*WHAT THIS TASK INVOLVES*
Copy each entry as it stands, leaving nothing out.

Dataset records
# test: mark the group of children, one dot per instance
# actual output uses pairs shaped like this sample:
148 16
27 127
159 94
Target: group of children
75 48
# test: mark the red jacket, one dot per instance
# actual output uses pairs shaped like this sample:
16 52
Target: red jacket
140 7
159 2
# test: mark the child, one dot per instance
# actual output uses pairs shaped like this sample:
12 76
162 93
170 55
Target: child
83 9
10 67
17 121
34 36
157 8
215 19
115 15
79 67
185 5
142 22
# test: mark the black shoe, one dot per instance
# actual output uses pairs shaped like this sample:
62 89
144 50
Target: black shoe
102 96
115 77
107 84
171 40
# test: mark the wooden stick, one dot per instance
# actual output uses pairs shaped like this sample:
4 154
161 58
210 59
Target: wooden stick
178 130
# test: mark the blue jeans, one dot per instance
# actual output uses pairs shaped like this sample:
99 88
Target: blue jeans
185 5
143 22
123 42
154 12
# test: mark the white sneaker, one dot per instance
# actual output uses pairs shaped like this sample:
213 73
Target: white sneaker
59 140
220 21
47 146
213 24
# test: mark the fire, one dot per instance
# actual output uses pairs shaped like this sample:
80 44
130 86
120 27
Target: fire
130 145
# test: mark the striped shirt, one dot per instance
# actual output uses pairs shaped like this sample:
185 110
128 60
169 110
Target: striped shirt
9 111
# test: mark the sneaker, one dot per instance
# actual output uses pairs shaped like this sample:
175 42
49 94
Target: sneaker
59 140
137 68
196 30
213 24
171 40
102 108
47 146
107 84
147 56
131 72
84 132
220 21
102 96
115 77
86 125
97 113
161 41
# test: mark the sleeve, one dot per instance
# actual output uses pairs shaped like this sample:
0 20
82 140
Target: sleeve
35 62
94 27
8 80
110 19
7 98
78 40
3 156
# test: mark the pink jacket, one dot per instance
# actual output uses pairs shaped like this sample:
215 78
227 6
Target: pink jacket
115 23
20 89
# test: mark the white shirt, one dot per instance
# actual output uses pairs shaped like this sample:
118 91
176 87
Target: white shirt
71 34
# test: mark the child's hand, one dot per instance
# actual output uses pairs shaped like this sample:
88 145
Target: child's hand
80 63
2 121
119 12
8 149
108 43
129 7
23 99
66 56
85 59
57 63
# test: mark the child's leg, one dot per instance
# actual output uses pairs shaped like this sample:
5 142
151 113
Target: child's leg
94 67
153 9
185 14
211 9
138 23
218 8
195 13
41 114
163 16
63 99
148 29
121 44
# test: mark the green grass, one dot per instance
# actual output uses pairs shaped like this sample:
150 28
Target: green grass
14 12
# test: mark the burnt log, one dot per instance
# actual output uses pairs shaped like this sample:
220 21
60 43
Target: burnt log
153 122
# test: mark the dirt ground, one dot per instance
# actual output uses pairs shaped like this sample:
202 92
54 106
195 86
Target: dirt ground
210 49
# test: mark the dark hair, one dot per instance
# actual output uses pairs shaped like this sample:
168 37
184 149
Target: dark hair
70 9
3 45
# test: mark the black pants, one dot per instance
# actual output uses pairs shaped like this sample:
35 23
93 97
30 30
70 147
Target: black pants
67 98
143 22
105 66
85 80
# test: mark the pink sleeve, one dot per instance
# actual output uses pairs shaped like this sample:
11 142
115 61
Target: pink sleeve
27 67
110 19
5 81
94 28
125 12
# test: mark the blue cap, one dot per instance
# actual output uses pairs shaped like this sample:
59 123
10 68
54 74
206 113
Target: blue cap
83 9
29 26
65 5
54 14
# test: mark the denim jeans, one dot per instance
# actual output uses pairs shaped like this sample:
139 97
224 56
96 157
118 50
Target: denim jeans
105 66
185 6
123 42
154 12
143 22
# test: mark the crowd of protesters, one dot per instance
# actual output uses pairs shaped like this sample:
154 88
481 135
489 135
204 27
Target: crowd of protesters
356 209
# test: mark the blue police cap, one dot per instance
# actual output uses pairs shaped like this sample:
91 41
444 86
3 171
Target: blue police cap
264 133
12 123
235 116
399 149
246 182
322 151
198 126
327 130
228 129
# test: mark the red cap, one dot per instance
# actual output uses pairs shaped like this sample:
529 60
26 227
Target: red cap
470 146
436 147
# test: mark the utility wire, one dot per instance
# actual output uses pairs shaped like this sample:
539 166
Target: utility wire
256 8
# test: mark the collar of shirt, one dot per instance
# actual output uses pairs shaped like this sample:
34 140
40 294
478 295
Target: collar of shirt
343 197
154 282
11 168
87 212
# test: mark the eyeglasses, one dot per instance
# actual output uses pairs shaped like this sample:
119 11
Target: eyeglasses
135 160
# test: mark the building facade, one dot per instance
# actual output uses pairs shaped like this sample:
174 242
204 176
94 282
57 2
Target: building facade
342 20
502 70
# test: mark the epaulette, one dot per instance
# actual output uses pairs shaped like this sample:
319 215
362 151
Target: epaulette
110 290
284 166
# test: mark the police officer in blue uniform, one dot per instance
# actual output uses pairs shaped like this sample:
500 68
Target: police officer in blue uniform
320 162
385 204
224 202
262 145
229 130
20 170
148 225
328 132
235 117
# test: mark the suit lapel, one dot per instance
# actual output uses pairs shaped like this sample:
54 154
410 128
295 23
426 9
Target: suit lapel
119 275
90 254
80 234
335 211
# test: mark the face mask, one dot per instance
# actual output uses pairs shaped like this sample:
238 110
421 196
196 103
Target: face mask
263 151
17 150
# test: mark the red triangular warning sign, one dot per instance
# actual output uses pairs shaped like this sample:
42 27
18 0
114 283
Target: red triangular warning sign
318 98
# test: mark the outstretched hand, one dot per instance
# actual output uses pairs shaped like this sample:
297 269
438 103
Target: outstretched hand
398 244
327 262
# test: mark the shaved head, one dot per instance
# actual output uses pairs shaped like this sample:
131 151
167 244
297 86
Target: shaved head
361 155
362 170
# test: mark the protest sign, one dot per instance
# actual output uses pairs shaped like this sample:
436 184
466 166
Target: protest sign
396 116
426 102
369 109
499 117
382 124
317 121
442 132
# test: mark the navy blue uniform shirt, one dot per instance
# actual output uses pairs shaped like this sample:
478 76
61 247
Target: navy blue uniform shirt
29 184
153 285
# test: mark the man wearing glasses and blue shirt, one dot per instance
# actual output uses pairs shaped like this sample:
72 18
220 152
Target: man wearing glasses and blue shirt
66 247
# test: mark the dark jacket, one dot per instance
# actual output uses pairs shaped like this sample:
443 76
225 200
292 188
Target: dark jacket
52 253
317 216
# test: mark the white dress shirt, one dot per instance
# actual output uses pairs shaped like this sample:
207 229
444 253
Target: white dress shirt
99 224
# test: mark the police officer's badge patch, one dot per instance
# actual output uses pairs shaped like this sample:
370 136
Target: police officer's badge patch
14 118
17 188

*OUTPUT OF THE TASK*
# test: mark the group of children, one dot per instance
# actual output uses pairs shaped like this sample:
148 16
27 127
159 94
Target: group of children
75 48
# test: mark the red jacket, one dot per instance
# actual output uses pairs shaped like this sample:
16 52
Target: red jacket
140 7
159 2
# test: mark the child, one dot per instance
# actual output uses pairs shaped like this sample:
12 76
162 93
170 55
Target: child
83 9
10 67
17 121
34 36
157 8
215 19
115 15
79 67
185 5
142 22
# test: mark the black shoe, one dot per instance
# actual output uses pairs shaped like this sample:
62 89
144 50
Target: black shoe
102 96
115 77
107 84
171 40
# test: mark the wooden stick, one dot per instance
# actual output uses pairs shaped like this sample:
4 154
161 58
210 59
Target: wooden stick
178 130
# test: mark the blue jeans, one dot per instance
# actual output uses pairs shaped like this sample:
99 88
Target: blue jeans
185 5
143 22
123 42
154 12
# test: mark the white sneaker, one dot per instance
# actual output uses pairs shaped like this sample:
213 73
Target: white sneaker
59 140
220 21
47 146
213 24
# test: mark the fire, one dot per instance
# actual output uses pairs shaped like this sample:
80 44
130 86
120 27
Target: fire
130 145
# test: mark the striped shirt, one dot per instance
# actual output uses pairs shaped like this sample:
185 110
128 60
169 110
Target: striped shirt
9 111
# test: mark the sneaker, one dot per instance
# actual output uses pairs shaped like this sample:
175 42
49 94
Target: sneaker
59 140
137 68
196 30
213 24
171 40
102 108
47 146
107 84
147 56
131 72
84 132
220 21
102 96
115 77
86 125
97 113
161 41
# test: mark the sleeve, one dot per instance
# actual output uses pairs shaped like this sample:
0 20
82 140
Target: sleeve
35 62
94 27
8 80
110 19
7 98
78 40
3 156
# test: mark the pink jacket, one dot per instance
# actual output uses pairs shaped like this sample:
215 78
227 6
Target: pink jacket
115 23
20 89
# test: mark the white shirt, one dot per instance
# actual output uses pairs shaped like this sample:
118 91
176 87
Target: white shirt
71 34
# test: mark the child's hand, one dot per instance
# actual output uses pairs shaped like this sample:
88 145
Target: child's hand
80 63
2 121
119 12
8 149
108 43
129 7
23 99
66 56
85 59
57 63
# test: mark the child's leg, one dot per instance
# actual output uses pairs shaped like this sample:
5 142
151 113
Target: child's leg
94 67
153 9
185 14
211 9
138 23
218 8
195 13
41 114
163 16
63 99
148 29
121 44
# test: mark the green grass, one dot per instance
# actual output uses pairs shaped like this sample:
150 28
Target: green grass
14 12
# test: mark the burnt log, one dot per instance
# actual output uses pairs shaped like this sample:
220 21
60 43
Target: burnt log
153 122
# test: mark the dirt ground, one dot per instance
# actual output uses pairs shaped like this sample:
202 92
54 106
195 86
Target: dirt ground
210 49
# test: mark the dark hair, one dot per instance
# actual output uses pairs shaped like this sample:
168 37
184 149
Target: dark hair
70 9
3 45
# test: mark the black pants, one dot per instance
# actual output uses pairs shaped like this sample:
35 23
93 97
30 30
70 147
Target: black pants
67 98
143 22
105 66
85 80
# test: mark the pink sleeve, one dot per instance
# actual output uses pairs shaped like this sample:
11 142
115 61
Target: pink sleeve
27 67
110 19
5 81
94 28
125 12
# test: mark the blue cap, one dot per instance
# actual output uses pairs shaped like this sample:
59 123
10 68
54 74
206 113
Target: blue cap
83 9
29 26
65 5
54 14
# test: mark the denim jeans, one dot per instance
# actual output uses pairs shaped like this sample:
139 97
224 56
96 157
118 50
Target: denim jeans
105 66
185 6
123 42
154 12
143 22
# test: mark the crowd of protesters, one dot per instance
# actual output uses pairs shaped like this sample:
154 88
481 135
489 135
204 27
Target: crowd of protesters
356 209
# test: mark the blue police cap, one dot per instance
# actual output uses pairs shaped like this sample:
91 41
444 86
3 171
Target: blue police cap
264 133
12 123
235 116
399 149
246 182
322 151
198 126
327 130
228 129
# test: mark the red cap, one dot per instance
# actual output uses pairs shaped like this sample:
529 60
26 227
Target: red cap
470 146
436 147
# test: mark the utility wire, one dot per instance
# actual output uses pairs shaped like this sample:
539 166
Target: utility wire
256 8
# test: mark the collar of shirt, one dot per instance
# actual output uses pairs shaped like this sample:
34 140
40 294
478 295
Target: collar of shirt
343 197
154 282
11 168
87 212
# test: mark the eyeglasses, one dot per instance
# actual output uses pairs shaped like this sample:
119 11
Target: eyeglasses
135 160
# test: mark the building facade, one dot per instance
# actual output uses pairs shaped like this sample:
174 242
204 176
94 282
57 2
Target: building facade
342 20
502 70
# test: mark the epaulette, one dot per instance
# actual output uses pairs shaped like this sample:
319 215
362 151
Target: epaulette
110 290
284 166
# test: mark the police officer in blue uniform, one dot per instance
# actual output uses pairs shaped like this sample:
500 68
Target: police officer in blue uniform
320 162
385 204
224 202
262 145
229 130
20 170
148 225
328 132
235 117
# test: mark the suit lapel, one dot per instance
# actual output uses pairs shaped like this sample:
54 154
410 128
295 23
426 9
Target: suit lapel
119 275
90 254
80 234
335 211
# test: mark the face mask, one dot per instance
# actual output uses pairs shaped like this sample:
238 110
421 196
196 103
Target: face mask
263 151
17 150
# test: mark the red triangular warning sign, one dot per instance
# actual output uses pairs shaped like this sample:
42 27
18 0
114 283
Target: red triangular warning sign
318 98
# test: mark the outstretched hand, one dot per instance
# actual output uses pairs shaped like this sample:
297 269
438 103
Target: outstretched hand
398 244
327 262
# test: mark the shaved head, one dot per instance
# actual output uses pairs shaped like this sample:
131 151
167 244
297 86
Target: shaved head
361 155
362 170
# test: mark the protest sign, one dot per instance
# actual output uses pairs shaped like this sample:
436 184
466 166
Target: protest sign
396 116
426 102
369 109
499 117
382 124
317 121
442 132
# test: mark the navy blue uniform shirt, one dot per instance
# actual output uses pairs shaped like this sample:
478 76
61 247
Target: navy blue uniform shirt
29 184
153 285
# test: mark the man wearing glasses and blue shirt, one dot per instance
# actual output uses pairs shaped like this sample:
72 18
220 152
Target: man wearing glasses and blue shirt
66 247
# test: mark the dark jacket, one dot per instance
# actual output uses pairs shaped like this sample:
443 76
225 200
292 188
Target: dark jacket
52 253
317 216
# test: mark the white dress shirt, one dot per instance
# actual output uses pairs shaped like this sample:
207 229
444 253
Target: white dress shirt
99 224
# test: mark the police officer's badge patch, one dot per instance
# actual output uses pairs shaped like this sample:
370 136
Target: police officer's badge patch
14 118
17 188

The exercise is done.